● Problem details: Reproduce the items below word for word, from the line containing "Target: green tabletop" through the final line, including both.

● Available records:
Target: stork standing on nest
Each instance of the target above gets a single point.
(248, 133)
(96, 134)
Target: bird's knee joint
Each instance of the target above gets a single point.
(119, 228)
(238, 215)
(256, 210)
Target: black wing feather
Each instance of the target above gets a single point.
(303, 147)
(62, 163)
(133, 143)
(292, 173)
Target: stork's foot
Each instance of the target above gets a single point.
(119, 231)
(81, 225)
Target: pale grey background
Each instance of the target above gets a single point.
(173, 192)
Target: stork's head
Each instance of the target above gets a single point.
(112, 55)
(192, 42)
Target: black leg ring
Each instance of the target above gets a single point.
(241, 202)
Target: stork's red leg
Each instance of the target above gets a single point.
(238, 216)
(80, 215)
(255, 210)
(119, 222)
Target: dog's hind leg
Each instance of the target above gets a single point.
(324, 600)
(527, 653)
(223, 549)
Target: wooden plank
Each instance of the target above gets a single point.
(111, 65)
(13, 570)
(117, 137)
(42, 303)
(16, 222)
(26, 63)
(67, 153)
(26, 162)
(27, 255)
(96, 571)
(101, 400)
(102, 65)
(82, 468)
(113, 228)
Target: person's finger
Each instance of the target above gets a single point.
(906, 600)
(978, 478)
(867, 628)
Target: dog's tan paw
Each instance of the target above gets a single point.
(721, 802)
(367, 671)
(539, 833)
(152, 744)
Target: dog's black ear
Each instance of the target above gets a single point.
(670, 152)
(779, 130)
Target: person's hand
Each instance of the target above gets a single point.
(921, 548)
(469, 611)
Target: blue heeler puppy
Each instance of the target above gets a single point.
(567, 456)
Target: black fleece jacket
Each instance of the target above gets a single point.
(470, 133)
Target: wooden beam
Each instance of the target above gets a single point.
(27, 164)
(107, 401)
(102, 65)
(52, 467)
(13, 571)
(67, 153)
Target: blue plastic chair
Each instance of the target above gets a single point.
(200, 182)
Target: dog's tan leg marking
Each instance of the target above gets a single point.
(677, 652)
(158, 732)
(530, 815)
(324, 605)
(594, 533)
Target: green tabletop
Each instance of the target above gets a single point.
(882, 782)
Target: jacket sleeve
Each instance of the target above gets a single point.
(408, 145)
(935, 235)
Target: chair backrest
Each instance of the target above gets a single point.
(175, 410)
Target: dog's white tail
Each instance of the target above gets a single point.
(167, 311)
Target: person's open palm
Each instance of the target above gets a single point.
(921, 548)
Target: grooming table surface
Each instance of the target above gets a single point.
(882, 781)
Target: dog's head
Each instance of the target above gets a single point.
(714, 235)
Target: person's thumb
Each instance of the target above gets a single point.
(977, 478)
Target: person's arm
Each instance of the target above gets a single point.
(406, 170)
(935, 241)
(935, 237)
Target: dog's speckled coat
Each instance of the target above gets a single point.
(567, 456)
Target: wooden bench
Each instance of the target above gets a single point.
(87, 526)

● Result of the task:
Target: green tabletop
Each instance of the target above gets a single point.
(882, 782)
Target: jacket sleeve
Each instance of the target above gets a single point.
(408, 145)
(935, 235)
Target: chair backrest
Each instance of the target above gets a single point.
(175, 410)
Target: dog's white tail
Each instance of the target above gets a single point.
(167, 311)
Target: person's open palm
Each instance of the target above gets a single point.
(921, 548)
Target: grooming table surface
Each instance of the target above gets a single point.
(882, 781)
Target: dog's head
Each instance of the target above gets a single point.
(714, 235)
Target: person's thumb
Each instance of the target above gets a single point.
(977, 478)
Target: person's arm
Each instance of the target above gets a single point.
(406, 170)
(935, 241)
(935, 237)
Target: dog's speckled coat
Each instance of the target above gets a single point.
(567, 456)
Target: wooden bench
Each instance of the target above gets a single point.
(87, 526)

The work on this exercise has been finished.